## TASK DIRECTIONS
Copy all entries exactly.

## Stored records
========================================

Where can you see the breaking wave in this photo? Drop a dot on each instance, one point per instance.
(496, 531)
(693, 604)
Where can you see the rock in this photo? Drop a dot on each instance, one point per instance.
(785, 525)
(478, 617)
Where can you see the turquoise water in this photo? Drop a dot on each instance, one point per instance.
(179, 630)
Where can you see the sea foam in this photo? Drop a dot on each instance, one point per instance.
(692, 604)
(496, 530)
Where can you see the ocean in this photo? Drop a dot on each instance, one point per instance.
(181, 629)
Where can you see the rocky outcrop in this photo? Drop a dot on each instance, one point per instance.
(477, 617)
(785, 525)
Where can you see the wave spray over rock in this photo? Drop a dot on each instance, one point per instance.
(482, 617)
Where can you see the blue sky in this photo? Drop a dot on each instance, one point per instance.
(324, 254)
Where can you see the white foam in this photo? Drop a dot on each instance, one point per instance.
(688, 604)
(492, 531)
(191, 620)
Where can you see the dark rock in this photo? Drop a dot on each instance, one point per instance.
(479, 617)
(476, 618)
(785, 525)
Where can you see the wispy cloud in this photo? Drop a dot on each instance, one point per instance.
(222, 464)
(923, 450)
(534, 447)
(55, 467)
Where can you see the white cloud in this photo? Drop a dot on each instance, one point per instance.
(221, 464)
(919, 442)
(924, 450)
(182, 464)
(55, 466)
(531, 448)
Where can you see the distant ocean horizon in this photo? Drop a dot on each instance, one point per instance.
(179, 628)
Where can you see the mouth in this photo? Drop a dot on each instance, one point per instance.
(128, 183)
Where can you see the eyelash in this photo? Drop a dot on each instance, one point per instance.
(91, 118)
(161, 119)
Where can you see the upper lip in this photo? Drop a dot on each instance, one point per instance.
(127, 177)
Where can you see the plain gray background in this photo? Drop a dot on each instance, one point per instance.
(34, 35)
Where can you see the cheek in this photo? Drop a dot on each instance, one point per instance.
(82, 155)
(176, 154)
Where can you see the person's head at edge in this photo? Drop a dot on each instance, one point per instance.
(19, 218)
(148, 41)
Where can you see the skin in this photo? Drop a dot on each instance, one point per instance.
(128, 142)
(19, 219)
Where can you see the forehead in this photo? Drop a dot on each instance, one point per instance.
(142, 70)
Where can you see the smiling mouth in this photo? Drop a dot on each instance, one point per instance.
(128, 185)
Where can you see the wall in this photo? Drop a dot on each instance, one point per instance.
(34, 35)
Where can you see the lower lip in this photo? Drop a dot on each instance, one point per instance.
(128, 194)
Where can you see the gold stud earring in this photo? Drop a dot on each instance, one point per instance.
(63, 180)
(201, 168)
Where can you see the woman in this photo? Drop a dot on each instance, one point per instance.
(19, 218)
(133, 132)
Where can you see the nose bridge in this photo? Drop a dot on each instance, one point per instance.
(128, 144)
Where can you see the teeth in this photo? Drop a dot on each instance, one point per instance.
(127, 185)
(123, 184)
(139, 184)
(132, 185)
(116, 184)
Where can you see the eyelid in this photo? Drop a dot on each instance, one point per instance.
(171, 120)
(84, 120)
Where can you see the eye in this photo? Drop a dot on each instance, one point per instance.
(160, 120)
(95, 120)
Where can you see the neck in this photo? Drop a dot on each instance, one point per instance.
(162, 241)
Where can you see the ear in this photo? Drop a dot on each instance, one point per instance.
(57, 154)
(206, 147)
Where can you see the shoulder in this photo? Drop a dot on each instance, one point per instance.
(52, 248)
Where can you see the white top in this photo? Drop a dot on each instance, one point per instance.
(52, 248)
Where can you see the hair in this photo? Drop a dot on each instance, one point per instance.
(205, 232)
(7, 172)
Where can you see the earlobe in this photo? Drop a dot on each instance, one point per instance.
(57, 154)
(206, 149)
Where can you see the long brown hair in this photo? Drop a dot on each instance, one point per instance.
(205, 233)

========================================

## WRITTEN RESPONSE
Where can you see the breaking wave in this photo? Drop a dot on each instance, one point per instance.
(496, 531)
(693, 604)
Where can you see the rock in this photo? Drop a dot on each instance, one point per instance.
(785, 525)
(478, 617)
Where can you see the turquoise water in this photo? Drop a dot on each instance, one point per instance.
(179, 630)
Where can you see the sea foam in this photo? Drop a dot on each instance, one point per instance.
(692, 604)
(496, 530)
Where can you see the ocean in this photo? Drop a dot on each instance, one point per instance.
(181, 629)
Where can you see the rocky outcrop in this photo? Drop a dot on each instance, one point per instance.
(477, 617)
(785, 525)
Where can you see the wave spray over rock in this photo? Drop a dot on each instance, one point per instance.
(482, 617)
Where can you see the blue sky in this photo? Drop a dot on each instance, one point per instance.
(324, 254)
Where can you see the white foam in this photo? Drop a dot on each instance, one point per instance.
(688, 604)
(492, 531)
(191, 620)
Where can you see the dark rock in this photo? Drop a dot on each instance, one point per instance.
(479, 617)
(476, 618)
(785, 525)
Where can you see the wispy cloud in this photo? Drop a dot on each instance, one point per instance.
(222, 464)
(923, 450)
(534, 447)
(55, 467)
Where can you see the white cloud in this photo? Drop a dot on each instance, one point per instance.
(221, 464)
(919, 442)
(924, 450)
(182, 464)
(55, 466)
(531, 448)
Where can you see the distant ocean horizon in this photo? Drop a dot on each instance, one point per instance.
(179, 628)
Where can you see the mouth in this photo? Drop a dot on each instance, one point per instance.
(128, 183)
Where can you see the eyelash in this photo? Drop a dot on each instance, one point per instance.
(91, 118)
(161, 119)
Where can you see the upper lip in this photo? Drop a dot on each instance, one point per instance.
(127, 177)
Where can you see the plain gray background in this photo? Drop a dot on each instance, one point per instance.
(34, 35)
Where can you see the cheek in this photo? Drop a dot on each instance, one point per instance.
(82, 155)
(176, 154)
Where can you see the person's head at edge in this photo? Drop a dot on each instance, one point per instance.
(19, 218)
(148, 41)
Where can you see the skin in this photo? Drop a dot on each instance, one point per instance.
(128, 142)
(19, 219)
Where can you see the forehead in this photo? Drop a dot on each instance, one point per instance.
(142, 70)
Where can you see the smiling mouth in this photo? Drop a dot on each instance, one point per instance.
(128, 185)
Where can you see the wall in this photo? Drop a dot on each instance, one point per instance.
(34, 35)
Where can you see the lower lip in this photo? Drop a dot on each instance, one point per instance.
(128, 194)
Where can you see the gold stud earring in this photo? Drop a dot on each instance, one point per instance.
(63, 180)
(201, 168)
Where can you see the woman in this photo? Drop a dot on each instance, one point per instance.
(19, 218)
(133, 132)
Where can you see the nose bridge in this photo? Drop a dot on each instance, one point per instance.
(128, 144)
Where can you see the teeth in this photo? Drop a dot on each instance, one point per instance.
(127, 185)
(123, 184)
(139, 184)
(132, 185)
(116, 184)
Where can you see the eyelid in this photo? Drop a dot on each instance, one point per instance.
(171, 120)
(84, 120)
Where can you see the eye in this photo? Drop a dot on each instance, one point per instance.
(160, 120)
(95, 120)
Where can you see the neck in this photo? Drop a dot on each instance, one point per instance.
(162, 241)
Where can you see the ear in this photo? Drop a dot on each instance, one point per instance.
(57, 154)
(206, 147)
Where can you see the shoulder in this photo? Drop a dot on each instance, one point per instance.
(52, 248)
Where can you see the white top in this photo? Drop a dot on each instance, one point per instance.
(52, 248)
Where can you see the hair in this photo? Drop a dot on each instance, one point per instance.
(205, 232)
(7, 172)
Where can you see the earlobe in this photo? Drop a dot on each instance, one point per instance.
(57, 154)
(206, 149)
Where can you see the long brown hair in this photo? Drop a dot on each instance, one point per instance.
(205, 233)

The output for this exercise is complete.